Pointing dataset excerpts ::
==========

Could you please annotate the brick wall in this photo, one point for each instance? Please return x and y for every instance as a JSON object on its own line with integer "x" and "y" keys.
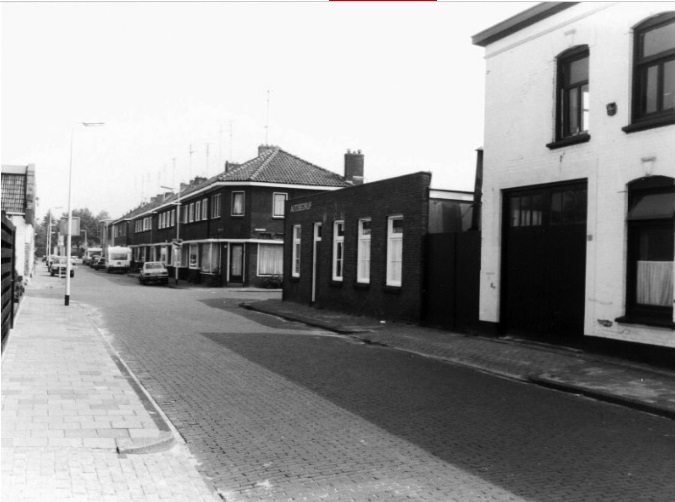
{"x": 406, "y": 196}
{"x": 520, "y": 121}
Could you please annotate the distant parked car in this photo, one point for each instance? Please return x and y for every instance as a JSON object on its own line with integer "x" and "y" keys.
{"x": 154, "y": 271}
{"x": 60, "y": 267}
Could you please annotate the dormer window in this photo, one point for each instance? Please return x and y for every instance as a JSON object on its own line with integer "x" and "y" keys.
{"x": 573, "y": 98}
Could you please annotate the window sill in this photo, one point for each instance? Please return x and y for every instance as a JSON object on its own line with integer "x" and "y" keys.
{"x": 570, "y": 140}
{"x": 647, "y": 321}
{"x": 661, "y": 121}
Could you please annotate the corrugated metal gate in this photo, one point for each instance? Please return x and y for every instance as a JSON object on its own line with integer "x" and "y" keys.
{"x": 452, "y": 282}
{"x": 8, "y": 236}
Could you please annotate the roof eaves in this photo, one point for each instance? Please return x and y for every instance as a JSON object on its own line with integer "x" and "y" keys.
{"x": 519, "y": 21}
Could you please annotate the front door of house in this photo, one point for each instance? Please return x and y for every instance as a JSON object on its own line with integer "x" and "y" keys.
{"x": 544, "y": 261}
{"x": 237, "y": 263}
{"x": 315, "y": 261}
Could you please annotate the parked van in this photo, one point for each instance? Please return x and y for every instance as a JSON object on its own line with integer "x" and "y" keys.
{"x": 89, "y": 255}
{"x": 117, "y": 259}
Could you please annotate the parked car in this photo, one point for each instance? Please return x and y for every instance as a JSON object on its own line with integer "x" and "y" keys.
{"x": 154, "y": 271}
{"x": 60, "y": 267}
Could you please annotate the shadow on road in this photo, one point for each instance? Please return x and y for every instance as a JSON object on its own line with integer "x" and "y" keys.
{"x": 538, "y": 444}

==========

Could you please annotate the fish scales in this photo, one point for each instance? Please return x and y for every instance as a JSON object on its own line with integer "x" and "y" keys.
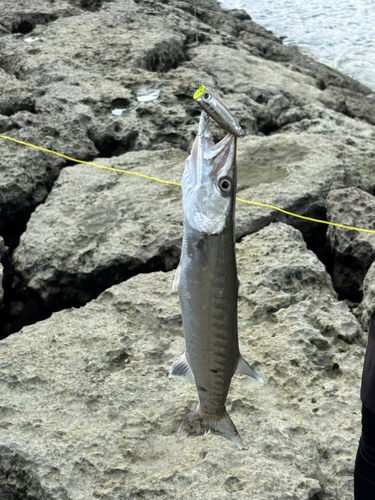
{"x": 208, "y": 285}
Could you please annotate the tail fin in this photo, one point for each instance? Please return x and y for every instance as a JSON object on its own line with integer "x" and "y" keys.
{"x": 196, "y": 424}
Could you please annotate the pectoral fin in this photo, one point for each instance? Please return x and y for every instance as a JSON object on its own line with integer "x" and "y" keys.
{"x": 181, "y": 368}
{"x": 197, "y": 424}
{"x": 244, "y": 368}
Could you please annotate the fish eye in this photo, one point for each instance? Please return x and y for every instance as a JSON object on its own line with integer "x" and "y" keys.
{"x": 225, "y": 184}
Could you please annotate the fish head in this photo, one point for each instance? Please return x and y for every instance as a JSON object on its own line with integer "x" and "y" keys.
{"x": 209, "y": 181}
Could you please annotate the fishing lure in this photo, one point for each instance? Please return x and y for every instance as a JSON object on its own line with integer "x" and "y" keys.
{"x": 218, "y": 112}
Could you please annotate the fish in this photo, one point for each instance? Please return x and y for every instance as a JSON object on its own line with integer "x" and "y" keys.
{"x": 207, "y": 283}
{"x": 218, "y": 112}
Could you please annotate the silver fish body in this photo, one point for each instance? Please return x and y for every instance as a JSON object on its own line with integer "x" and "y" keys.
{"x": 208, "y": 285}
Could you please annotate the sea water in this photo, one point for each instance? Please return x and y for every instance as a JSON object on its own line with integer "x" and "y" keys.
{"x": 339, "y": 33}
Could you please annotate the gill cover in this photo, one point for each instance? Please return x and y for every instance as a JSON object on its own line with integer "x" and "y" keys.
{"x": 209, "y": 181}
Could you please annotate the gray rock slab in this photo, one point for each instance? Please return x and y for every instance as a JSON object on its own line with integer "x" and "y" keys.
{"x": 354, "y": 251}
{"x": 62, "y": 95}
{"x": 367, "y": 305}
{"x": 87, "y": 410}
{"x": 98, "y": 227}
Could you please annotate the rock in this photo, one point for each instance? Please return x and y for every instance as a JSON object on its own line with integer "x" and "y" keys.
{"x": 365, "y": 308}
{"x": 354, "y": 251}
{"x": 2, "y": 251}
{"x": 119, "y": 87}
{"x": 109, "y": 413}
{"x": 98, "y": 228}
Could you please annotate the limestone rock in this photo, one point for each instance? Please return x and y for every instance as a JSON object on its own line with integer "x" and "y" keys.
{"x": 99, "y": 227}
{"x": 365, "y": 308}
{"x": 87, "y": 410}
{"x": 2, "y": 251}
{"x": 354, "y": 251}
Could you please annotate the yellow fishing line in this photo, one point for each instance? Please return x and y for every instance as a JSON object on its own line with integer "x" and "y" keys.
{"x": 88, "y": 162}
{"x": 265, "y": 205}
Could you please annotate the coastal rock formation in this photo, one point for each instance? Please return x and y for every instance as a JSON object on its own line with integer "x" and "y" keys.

==========

SHORT EXERCISE ::
State how many lines of the listing contain the word "window", treating uppercase and lowercase as different. Give only the number.

RESULT ::
2